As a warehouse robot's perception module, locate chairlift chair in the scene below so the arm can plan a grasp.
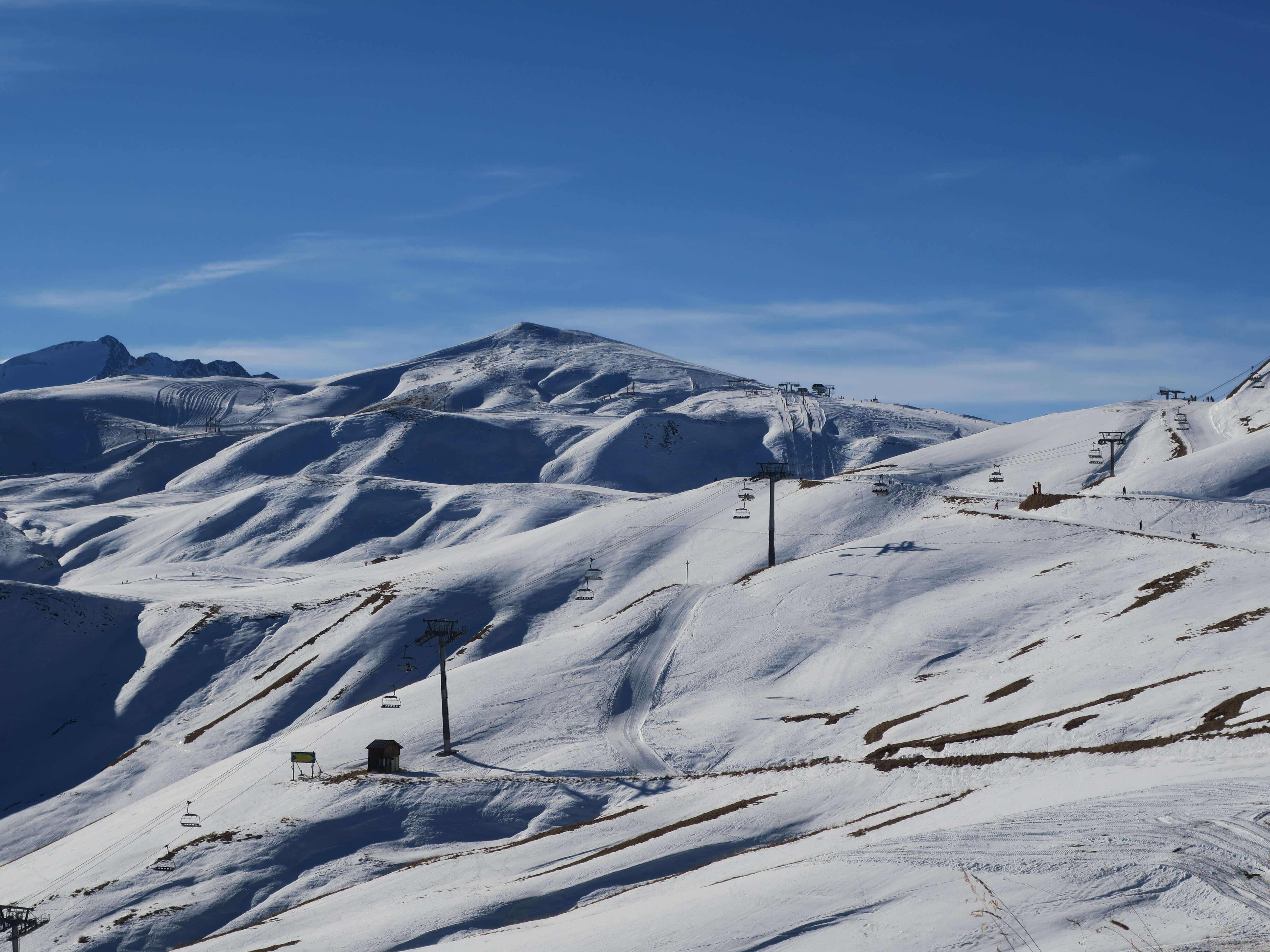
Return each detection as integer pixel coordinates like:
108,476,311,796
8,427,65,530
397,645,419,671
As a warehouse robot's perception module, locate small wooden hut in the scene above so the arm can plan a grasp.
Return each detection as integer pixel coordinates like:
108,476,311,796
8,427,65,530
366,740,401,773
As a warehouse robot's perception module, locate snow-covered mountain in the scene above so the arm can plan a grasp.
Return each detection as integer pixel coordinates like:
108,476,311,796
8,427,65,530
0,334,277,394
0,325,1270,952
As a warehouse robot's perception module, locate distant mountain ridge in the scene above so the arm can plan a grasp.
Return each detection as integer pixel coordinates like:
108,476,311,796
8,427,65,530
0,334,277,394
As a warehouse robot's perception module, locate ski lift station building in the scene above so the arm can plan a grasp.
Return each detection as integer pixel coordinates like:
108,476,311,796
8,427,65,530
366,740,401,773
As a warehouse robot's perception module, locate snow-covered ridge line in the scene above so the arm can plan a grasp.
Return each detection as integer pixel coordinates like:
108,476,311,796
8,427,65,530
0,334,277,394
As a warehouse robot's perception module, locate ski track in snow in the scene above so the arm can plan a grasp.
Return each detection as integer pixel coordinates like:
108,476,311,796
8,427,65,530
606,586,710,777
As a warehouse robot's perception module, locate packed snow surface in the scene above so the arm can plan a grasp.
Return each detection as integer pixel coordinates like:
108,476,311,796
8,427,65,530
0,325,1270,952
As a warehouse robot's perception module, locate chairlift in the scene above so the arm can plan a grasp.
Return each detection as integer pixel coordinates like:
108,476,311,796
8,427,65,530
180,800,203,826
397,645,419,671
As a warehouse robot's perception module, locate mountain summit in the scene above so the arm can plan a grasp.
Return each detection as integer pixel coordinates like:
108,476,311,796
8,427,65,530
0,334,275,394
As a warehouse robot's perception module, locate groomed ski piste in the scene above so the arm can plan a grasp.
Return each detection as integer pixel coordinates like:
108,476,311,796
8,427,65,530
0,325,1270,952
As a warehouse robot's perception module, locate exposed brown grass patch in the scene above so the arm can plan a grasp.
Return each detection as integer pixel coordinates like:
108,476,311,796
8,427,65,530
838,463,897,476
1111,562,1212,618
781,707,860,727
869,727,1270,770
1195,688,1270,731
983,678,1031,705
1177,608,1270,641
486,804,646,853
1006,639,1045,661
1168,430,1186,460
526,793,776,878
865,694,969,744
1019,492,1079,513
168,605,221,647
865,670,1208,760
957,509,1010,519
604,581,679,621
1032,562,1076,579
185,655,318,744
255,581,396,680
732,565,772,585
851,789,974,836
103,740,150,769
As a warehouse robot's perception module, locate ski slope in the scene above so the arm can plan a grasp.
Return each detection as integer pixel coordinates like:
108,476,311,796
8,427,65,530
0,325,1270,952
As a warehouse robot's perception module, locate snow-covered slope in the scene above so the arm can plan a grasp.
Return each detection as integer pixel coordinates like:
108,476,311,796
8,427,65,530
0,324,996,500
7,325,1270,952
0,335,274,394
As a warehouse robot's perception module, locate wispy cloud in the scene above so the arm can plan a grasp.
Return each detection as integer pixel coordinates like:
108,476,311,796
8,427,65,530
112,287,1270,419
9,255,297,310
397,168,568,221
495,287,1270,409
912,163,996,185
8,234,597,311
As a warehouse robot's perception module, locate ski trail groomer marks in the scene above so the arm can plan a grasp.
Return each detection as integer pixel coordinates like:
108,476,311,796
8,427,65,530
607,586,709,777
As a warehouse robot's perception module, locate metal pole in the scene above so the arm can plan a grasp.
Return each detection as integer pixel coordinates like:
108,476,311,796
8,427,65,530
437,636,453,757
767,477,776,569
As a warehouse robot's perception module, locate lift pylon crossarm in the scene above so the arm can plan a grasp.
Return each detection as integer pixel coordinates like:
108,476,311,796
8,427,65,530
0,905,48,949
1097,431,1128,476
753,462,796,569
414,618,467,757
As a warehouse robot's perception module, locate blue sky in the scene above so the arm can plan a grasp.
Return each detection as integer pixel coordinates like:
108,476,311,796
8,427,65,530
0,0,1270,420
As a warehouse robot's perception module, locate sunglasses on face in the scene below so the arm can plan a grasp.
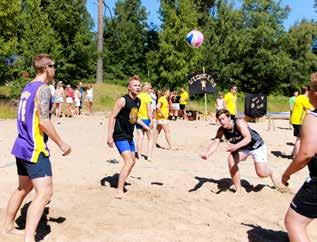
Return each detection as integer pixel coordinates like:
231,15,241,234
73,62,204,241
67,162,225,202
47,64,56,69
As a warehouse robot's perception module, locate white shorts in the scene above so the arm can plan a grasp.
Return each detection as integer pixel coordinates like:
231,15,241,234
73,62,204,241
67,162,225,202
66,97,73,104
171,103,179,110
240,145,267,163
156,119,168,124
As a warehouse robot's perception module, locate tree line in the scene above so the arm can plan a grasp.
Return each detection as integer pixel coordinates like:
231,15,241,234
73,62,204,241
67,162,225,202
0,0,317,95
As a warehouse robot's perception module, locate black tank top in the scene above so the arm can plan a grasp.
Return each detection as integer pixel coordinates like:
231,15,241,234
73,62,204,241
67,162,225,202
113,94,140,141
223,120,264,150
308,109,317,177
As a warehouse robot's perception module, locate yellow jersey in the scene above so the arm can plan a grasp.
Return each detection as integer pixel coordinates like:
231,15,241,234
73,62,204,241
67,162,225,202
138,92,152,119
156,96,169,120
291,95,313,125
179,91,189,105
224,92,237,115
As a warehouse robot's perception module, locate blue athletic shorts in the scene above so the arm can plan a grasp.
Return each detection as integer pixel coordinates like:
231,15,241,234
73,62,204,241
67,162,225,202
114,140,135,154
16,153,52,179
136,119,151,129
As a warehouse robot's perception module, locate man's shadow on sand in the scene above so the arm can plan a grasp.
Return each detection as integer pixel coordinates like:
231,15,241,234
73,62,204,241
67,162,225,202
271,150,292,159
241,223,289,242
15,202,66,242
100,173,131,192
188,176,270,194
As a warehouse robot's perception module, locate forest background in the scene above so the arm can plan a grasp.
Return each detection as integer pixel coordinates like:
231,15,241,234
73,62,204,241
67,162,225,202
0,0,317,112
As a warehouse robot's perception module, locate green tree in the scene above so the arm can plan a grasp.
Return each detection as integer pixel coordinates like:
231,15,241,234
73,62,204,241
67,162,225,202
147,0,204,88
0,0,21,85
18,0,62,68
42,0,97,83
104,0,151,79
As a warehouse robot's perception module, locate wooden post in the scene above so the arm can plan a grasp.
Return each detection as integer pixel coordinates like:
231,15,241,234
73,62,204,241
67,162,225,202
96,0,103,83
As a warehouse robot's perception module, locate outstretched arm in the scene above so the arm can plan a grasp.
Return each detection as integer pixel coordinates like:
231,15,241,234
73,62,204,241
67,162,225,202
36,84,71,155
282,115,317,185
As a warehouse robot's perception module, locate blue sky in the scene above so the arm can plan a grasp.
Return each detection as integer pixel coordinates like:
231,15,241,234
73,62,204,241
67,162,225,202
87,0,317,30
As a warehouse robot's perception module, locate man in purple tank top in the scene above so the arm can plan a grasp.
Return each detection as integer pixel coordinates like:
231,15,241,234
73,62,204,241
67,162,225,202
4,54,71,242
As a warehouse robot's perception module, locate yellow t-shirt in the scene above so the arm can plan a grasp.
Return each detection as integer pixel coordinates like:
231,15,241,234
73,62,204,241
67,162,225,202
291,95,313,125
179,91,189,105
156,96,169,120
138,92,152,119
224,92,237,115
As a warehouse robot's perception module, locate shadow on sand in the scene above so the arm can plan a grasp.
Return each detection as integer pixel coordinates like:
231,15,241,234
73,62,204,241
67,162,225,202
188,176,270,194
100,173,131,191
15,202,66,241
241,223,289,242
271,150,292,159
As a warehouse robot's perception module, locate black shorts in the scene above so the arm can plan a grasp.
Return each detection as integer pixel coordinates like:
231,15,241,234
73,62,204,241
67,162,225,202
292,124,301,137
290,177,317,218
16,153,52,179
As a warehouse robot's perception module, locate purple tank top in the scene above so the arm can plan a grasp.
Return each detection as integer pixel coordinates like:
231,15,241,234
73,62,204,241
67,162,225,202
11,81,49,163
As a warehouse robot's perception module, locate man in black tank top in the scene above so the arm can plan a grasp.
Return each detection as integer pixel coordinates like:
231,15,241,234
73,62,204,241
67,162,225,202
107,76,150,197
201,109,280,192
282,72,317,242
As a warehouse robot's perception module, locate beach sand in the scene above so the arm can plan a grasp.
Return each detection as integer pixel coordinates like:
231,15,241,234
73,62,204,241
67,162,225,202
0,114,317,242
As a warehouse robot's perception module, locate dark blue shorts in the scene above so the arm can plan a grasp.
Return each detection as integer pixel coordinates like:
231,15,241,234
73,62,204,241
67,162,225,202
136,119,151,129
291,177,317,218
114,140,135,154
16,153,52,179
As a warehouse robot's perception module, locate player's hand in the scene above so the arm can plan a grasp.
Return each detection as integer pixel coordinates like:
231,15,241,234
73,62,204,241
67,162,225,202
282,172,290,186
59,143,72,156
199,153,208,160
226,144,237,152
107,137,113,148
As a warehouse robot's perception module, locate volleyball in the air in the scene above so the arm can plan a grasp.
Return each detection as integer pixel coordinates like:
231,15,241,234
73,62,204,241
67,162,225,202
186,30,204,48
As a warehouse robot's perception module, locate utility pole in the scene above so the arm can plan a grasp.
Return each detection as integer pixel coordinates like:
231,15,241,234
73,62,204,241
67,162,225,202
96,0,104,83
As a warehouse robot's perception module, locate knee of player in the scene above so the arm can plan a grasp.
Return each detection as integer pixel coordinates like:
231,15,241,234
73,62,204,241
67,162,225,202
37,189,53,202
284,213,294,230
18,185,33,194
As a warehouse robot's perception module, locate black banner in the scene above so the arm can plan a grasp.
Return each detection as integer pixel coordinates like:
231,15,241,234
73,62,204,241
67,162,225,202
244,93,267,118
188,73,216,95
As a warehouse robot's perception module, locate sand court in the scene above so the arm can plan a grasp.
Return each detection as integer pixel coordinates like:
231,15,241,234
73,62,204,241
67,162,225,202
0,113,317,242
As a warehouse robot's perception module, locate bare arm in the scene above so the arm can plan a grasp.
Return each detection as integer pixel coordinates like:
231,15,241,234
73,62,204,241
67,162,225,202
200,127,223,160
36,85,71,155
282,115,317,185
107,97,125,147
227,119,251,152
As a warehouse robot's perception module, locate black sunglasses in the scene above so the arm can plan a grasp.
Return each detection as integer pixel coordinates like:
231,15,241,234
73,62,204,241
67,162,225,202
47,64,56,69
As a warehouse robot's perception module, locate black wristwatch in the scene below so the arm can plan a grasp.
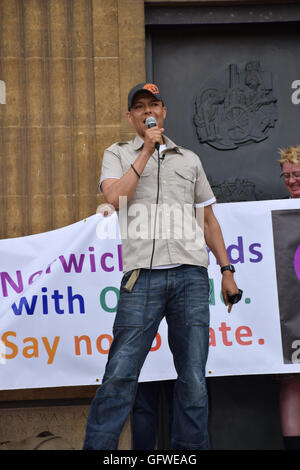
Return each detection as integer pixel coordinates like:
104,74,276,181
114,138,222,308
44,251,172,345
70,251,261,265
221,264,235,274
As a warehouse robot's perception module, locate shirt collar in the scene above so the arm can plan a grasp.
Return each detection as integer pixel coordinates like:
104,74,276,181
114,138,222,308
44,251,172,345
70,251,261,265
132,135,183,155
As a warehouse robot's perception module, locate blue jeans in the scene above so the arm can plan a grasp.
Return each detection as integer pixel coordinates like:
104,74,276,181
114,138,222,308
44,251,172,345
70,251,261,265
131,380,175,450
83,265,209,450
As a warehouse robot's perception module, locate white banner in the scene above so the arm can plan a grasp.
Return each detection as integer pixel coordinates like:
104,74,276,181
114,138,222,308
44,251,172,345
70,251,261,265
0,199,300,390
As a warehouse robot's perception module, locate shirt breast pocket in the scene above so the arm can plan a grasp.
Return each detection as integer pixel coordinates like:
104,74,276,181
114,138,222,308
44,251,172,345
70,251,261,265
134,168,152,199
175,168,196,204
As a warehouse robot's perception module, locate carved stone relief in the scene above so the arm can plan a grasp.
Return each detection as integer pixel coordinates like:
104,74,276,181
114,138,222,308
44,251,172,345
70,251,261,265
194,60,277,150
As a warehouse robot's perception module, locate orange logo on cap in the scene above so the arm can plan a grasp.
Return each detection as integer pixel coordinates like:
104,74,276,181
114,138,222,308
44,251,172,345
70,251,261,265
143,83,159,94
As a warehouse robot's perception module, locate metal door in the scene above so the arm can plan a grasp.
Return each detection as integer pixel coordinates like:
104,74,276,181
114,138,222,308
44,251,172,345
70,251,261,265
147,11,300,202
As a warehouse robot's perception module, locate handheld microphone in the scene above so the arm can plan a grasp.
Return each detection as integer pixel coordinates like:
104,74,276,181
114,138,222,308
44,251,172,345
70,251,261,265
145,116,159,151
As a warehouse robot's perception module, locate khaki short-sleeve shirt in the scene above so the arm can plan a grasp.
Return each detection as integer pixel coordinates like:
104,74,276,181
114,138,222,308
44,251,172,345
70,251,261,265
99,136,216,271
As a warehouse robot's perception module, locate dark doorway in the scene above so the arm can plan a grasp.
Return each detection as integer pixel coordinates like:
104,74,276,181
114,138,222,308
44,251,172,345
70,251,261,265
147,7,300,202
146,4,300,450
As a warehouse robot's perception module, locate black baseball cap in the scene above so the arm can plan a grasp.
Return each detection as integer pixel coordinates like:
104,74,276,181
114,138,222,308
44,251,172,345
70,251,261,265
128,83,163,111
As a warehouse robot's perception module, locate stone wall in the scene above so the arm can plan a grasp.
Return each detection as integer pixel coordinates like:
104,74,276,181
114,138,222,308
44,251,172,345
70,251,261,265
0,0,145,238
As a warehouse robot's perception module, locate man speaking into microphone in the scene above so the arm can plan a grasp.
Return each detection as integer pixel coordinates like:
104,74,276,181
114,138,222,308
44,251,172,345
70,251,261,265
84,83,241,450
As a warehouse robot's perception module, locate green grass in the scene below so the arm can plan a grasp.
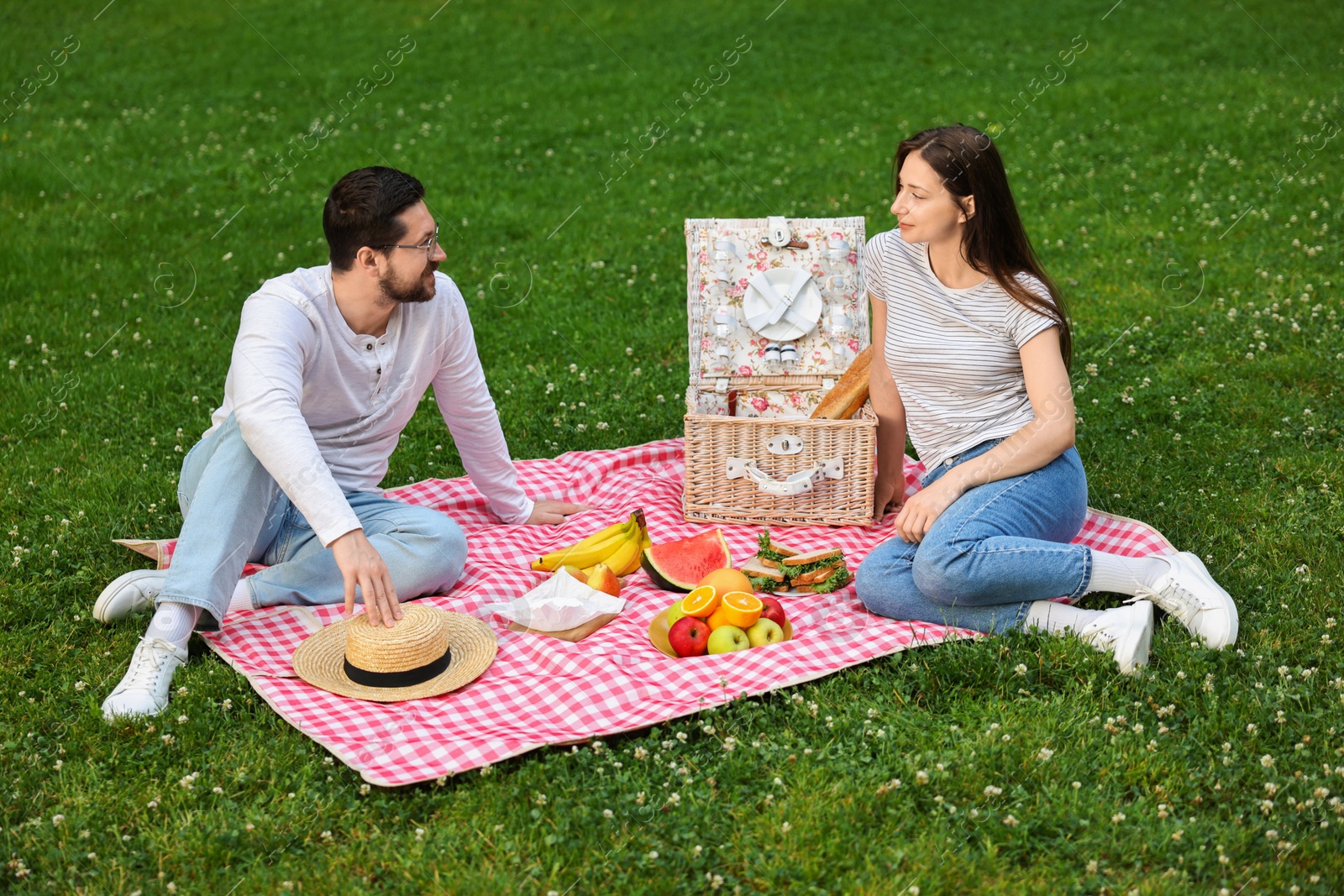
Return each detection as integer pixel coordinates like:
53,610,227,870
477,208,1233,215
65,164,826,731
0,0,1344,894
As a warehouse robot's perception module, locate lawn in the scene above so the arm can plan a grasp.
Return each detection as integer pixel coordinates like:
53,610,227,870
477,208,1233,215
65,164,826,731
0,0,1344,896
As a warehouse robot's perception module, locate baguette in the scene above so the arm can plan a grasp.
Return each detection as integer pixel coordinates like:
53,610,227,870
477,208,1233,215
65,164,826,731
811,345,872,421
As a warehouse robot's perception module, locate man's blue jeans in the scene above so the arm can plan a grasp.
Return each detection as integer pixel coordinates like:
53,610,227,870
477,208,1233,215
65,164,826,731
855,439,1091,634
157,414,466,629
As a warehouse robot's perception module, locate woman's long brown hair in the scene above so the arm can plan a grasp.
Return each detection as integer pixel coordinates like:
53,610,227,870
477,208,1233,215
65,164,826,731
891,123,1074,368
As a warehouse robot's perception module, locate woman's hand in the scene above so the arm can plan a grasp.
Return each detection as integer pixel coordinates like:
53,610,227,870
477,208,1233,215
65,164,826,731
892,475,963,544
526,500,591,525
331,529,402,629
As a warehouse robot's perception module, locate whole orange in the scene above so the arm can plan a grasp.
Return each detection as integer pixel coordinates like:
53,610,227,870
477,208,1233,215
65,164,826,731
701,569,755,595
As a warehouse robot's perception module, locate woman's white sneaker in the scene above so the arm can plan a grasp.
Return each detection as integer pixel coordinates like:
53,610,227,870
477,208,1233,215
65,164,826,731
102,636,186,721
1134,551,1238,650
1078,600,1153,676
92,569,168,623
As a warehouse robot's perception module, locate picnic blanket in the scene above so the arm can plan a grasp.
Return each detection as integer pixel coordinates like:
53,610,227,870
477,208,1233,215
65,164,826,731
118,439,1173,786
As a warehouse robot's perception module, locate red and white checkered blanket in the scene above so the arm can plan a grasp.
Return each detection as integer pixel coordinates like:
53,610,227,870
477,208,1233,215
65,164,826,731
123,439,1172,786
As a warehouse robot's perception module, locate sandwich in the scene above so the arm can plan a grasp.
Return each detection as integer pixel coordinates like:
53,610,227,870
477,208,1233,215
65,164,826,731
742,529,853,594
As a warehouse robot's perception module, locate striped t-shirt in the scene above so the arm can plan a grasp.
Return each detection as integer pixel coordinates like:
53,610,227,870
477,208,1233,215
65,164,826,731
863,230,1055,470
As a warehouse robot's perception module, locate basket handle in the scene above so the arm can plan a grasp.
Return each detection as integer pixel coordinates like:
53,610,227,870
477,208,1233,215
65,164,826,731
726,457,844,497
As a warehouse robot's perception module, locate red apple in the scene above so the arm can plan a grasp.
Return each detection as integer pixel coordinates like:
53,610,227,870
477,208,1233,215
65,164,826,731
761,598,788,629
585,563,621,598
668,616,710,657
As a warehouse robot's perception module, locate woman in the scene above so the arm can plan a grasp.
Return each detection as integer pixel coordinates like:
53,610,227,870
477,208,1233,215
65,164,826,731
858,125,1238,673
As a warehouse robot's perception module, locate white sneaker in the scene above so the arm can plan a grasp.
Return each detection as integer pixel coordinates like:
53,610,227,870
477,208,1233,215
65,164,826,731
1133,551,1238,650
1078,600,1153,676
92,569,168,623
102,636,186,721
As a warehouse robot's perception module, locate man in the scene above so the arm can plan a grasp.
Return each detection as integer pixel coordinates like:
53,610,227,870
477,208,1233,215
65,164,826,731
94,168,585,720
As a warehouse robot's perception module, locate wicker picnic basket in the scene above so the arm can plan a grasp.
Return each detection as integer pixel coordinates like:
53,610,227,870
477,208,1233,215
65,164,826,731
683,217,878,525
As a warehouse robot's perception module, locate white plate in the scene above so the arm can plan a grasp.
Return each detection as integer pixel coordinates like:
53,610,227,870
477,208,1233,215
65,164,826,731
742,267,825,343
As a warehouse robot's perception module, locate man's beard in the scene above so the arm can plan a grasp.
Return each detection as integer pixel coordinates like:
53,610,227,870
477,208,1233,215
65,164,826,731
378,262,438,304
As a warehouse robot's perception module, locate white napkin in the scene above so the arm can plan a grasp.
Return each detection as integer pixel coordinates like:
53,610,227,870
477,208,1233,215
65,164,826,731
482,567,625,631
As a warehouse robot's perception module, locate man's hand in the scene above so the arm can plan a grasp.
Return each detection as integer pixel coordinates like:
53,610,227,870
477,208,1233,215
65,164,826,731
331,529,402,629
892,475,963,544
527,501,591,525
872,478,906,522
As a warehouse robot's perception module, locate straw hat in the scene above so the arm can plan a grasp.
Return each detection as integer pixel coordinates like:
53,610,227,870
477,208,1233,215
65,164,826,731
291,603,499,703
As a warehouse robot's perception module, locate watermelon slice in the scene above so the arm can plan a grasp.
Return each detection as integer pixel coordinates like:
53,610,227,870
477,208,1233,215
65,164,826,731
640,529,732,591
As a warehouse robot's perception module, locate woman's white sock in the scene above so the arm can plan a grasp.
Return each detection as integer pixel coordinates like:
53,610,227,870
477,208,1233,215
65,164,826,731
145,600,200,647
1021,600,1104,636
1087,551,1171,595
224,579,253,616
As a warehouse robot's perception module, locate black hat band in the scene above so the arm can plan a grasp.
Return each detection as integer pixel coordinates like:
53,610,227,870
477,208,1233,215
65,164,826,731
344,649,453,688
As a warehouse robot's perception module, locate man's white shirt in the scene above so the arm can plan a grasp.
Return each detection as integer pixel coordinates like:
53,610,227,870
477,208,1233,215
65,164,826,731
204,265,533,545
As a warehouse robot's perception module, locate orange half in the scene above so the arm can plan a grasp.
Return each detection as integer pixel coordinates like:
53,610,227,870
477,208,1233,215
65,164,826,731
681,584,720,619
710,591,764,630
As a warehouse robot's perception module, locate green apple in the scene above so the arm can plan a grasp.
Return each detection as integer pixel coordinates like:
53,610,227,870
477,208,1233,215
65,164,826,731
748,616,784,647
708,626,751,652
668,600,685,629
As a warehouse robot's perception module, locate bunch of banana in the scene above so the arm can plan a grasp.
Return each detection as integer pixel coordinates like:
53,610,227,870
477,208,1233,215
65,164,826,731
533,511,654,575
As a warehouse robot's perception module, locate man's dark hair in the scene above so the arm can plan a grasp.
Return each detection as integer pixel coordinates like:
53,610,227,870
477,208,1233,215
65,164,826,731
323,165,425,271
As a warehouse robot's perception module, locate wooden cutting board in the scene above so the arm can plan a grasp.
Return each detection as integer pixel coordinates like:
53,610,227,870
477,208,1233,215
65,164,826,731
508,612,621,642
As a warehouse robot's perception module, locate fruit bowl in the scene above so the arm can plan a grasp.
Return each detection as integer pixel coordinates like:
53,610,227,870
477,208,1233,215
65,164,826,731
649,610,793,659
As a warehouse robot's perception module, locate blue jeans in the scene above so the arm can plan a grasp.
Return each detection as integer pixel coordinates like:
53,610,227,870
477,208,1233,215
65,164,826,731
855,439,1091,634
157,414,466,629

→ **Instruction**
Reproduce the material starting at the line that contains "As a warehouse robot's perception module, locate green grass" and ending at the line that contains "0,0,1344,894", both included, leaving out the picture. Multiply each bounding-box coordinate in the answer by 0.6 and round it to a whole number, halves up, but keep the request and its sample coordinates unchanged.

→ **Solution to the problem**
As a warehouse robot's perception module, locate green grass in the scene below so the arm can plan a grasp.
Return each detection as integer pixel coordinates like:
53,610,227,870
477,208,1233,215
65,164,826,731
0,0,806,536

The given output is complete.